** Supplied passage **
......
The new and improved technology in the Curado K makes it easy to use and smooth to operate. It has a compact design (10% smaller than previous models). But, don’t let that fool you, it’s as tough as ever. With a HAGANE Body, that’s composed of premium metal, it gives the reel a high level of rigidity and stiffness that is great for impact resistance.

The side plates are made from Shimano CI4 material. This material is lightweight yet durable, offering both strength and rigidity right through to the pin and spring side plates. As for spools and gears, you’re in for a treat. The Curado K’s S3D Stable spool system offers a very smooth feeling when casting or retrieving lures. 

There's zero vibration on even heavier lures, making it a dream to cast with. For the best baitcasting reel, we've chosen the gear ratio of 6:2:1, but there are 3 gear ratios to choose from.  The three gear ratios offered 6.2:1, 7.4:1, and 8.5:1 will cover almost every situation from flipping and pitching lightweight lures and jigs to getting that high speed retrieve with your favorite crankbaits.

And in terms of braking power, Shimano has outdone themselves again. They’ve enhanced their wide-ranging SVS infinity brake system for improved braking control under every weather condition. The SVS braking system uses weights designed for inner friction against the raceway during your cast. The system controls the spool speed for the precision you need when using lighter lures. This reel has a lot of added features and benefits, and it's perfect for anglers looking for a quality left-handed reel.

Pros
  • A refined design with improved durability
  • Small, lightweight design
  • Great for casting across the spectrum
  • Smooth, durable MicroModule gearing
  • Longer, stronger handle design
Cons
  • The casting control is a bit tight- anglers will have to adjust to this.

4. Lew's BB1 Speed Spool

Best Baitcasting Reel for the Money

Weight

0.45 lbs

Gear Ratio

6:4:1

Line Capacity

160/12 lbs/yds

Ball Bearings

9+1

Max Drag

14 lbs

Warranty

5 Year

If you’re on a budget and you’re looking for a reel that’s not going to burn a hole in your pocket, then why not consider Lew’s BB1 Speed Spool Reel. More and more anglers are demanding better performance reels at affordable prices. So, Lew’s uses its years of knowledge and focuses on not only improving their products but focusing on using technology to lower costs for producing them and for their customers

The BB1 is the heart of Lew's baitcasting reels, and it was well sought after by many anglers for it to be redesigned or revamped. The original BB1 was a great reel that pioneered and changed the perception of what a low profile baitcaster could be. Decades later, this new BB1 reel channels that same forward-thinking, yet they have infused it with modern-day design and technology. To begin with, the new BB1 reel is smaller in size. This is so anglers will feel comfortable having it sit in their hands for long periods.
......
** Information supplied **
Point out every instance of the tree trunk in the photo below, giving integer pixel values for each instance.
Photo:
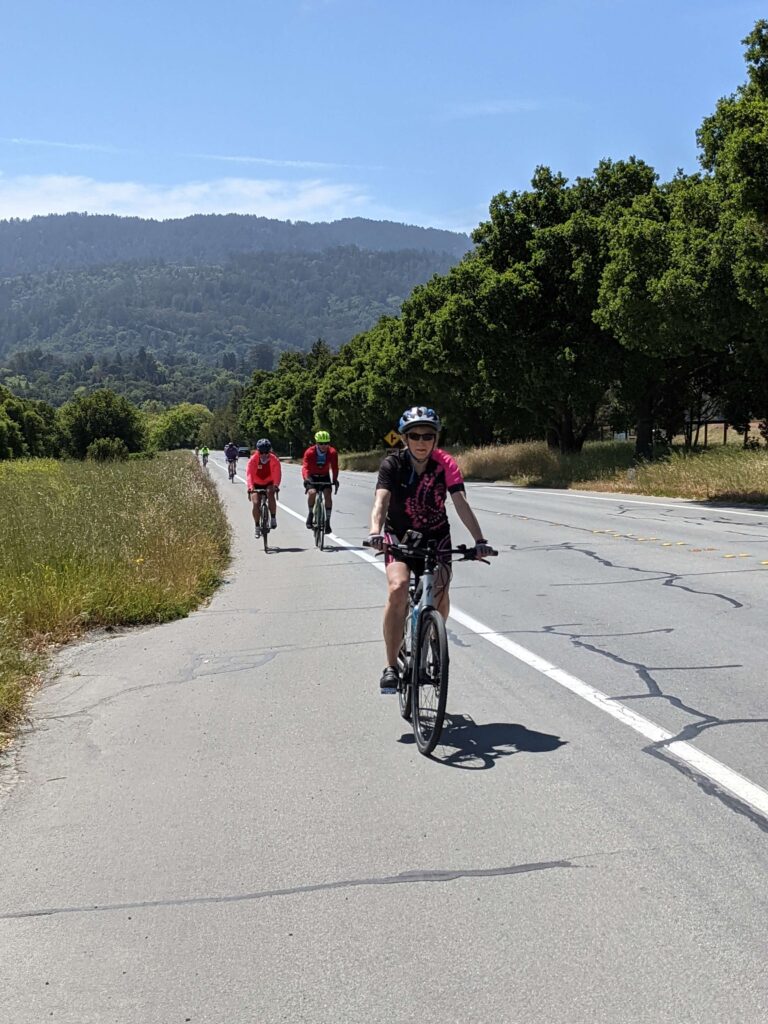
(644, 434)
(553, 438)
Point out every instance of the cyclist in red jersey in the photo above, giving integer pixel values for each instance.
(263, 470)
(411, 494)
(320, 464)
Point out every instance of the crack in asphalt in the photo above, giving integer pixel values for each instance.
(406, 878)
(671, 580)
(689, 732)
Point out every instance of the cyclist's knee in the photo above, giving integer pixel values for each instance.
(397, 591)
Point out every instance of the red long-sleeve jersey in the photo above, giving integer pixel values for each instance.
(260, 474)
(310, 466)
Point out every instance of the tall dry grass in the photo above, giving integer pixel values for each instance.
(725, 473)
(534, 464)
(95, 544)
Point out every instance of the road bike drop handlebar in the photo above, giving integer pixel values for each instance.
(320, 484)
(467, 554)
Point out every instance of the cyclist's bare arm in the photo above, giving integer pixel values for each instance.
(466, 514)
(379, 511)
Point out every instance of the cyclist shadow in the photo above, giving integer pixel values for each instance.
(476, 748)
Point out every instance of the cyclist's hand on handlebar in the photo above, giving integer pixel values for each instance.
(483, 549)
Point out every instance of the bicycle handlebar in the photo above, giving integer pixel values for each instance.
(468, 554)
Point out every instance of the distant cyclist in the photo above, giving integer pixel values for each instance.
(411, 494)
(263, 471)
(320, 464)
(230, 454)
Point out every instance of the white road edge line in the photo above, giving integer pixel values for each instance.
(715, 770)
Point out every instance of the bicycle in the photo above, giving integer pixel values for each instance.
(320, 512)
(423, 657)
(264, 525)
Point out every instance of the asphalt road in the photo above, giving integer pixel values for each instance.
(220, 820)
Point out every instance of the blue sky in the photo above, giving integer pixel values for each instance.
(314, 110)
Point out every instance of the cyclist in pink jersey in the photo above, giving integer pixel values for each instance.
(411, 494)
(263, 472)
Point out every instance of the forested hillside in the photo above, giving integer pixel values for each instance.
(79, 240)
(175, 333)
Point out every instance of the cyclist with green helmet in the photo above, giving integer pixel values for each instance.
(320, 468)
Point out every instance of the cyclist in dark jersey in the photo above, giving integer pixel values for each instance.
(411, 494)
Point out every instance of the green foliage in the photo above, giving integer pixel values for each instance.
(171, 334)
(80, 240)
(102, 414)
(108, 450)
(88, 545)
(182, 426)
(27, 427)
(281, 406)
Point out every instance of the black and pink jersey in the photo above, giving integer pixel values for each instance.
(418, 501)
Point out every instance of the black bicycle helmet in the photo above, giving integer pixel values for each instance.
(418, 416)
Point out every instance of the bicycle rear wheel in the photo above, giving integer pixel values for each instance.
(430, 681)
(320, 520)
(404, 668)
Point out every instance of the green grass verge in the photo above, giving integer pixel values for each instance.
(99, 544)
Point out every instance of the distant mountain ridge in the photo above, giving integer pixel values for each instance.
(79, 240)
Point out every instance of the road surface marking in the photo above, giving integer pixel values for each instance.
(740, 786)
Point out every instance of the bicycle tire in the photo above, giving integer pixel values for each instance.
(264, 516)
(429, 684)
(320, 520)
(404, 668)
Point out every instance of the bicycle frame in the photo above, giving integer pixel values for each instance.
(423, 616)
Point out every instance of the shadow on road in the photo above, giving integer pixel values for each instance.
(476, 748)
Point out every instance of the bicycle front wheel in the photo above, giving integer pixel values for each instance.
(430, 681)
(320, 521)
(265, 525)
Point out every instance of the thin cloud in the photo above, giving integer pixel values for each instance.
(303, 165)
(28, 196)
(50, 143)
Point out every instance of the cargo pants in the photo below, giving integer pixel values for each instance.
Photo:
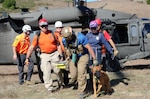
(48, 63)
(79, 72)
(20, 62)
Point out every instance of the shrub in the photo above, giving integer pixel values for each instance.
(10, 4)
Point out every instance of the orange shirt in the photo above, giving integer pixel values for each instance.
(60, 40)
(21, 43)
(46, 42)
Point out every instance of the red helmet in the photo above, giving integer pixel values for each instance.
(98, 21)
(43, 22)
(93, 24)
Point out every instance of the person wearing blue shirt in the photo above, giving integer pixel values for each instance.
(76, 50)
(96, 40)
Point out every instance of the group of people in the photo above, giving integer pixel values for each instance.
(79, 50)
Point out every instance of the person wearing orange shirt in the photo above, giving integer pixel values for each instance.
(50, 52)
(20, 47)
(59, 26)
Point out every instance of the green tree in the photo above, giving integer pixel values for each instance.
(10, 4)
(148, 1)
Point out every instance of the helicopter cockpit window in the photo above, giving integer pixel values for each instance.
(146, 30)
(120, 34)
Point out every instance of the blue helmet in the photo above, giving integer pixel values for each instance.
(93, 24)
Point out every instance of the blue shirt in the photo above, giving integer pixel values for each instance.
(96, 40)
(81, 40)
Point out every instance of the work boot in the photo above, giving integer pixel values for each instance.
(29, 82)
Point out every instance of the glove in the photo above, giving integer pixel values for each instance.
(95, 62)
(115, 52)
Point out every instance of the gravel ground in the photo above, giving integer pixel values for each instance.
(127, 84)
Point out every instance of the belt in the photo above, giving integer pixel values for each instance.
(49, 52)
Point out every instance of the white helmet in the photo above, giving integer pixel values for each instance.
(58, 24)
(26, 28)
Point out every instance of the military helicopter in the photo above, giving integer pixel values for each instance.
(130, 33)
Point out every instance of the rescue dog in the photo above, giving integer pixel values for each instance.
(100, 81)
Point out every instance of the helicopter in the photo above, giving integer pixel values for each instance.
(129, 32)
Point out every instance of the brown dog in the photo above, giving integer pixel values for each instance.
(101, 79)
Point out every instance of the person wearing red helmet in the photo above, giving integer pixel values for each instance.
(48, 44)
(108, 38)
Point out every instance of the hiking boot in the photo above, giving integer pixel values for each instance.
(29, 82)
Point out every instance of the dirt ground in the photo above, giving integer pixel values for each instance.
(127, 84)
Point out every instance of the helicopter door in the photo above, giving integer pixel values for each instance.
(134, 34)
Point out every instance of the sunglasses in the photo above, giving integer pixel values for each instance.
(44, 26)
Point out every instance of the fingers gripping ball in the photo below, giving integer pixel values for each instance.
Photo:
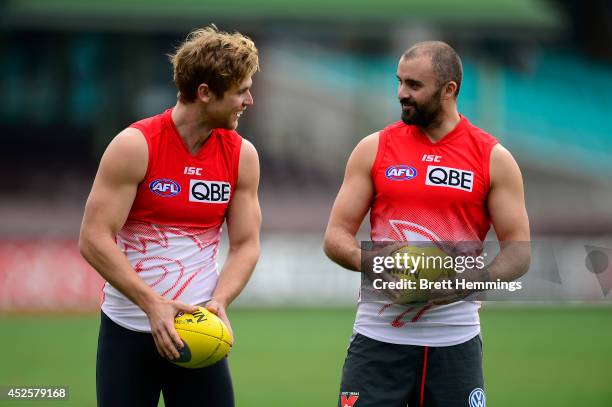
......
** Parts of the exercise **
[a] In the fishing reel review, what material are the Curado K's side plates made from?
[b] Arrange everything in the records from the line containing "Point out every instance of the person wearing red" down to the end of the records as a JSON list of strings, one string per line and no blank lines. Leave the pictures out.

** Results for each task **
[a] Shimano CI4 material.

[b]
[
  "Point out every instance of the person wearing red helmet in the photo above, giving integer pixel values for each instance.",
  "(48, 44)",
  "(108, 38)",
  "Point out every instance of the hiking boot in the photo above, giving integer pixel values for each instance.",
  "(29, 82)",
  "Point out every instance of the dirt ground in the photo above, giving integer pixel values for each instance.",
  "(127, 84)",
  "Point out every instance of the helicopter door in the photo above, giving integer pixel values for each instance.",
  "(134, 34)",
  "Point out every instance of the sunglasses in the photo above, giving integer pixel values for each instance.",
  "(44, 26)",
  "Point out every instance of the fingers gripping ball in the photo below, giving integer pixel values for each instance.",
  "Photo:"
]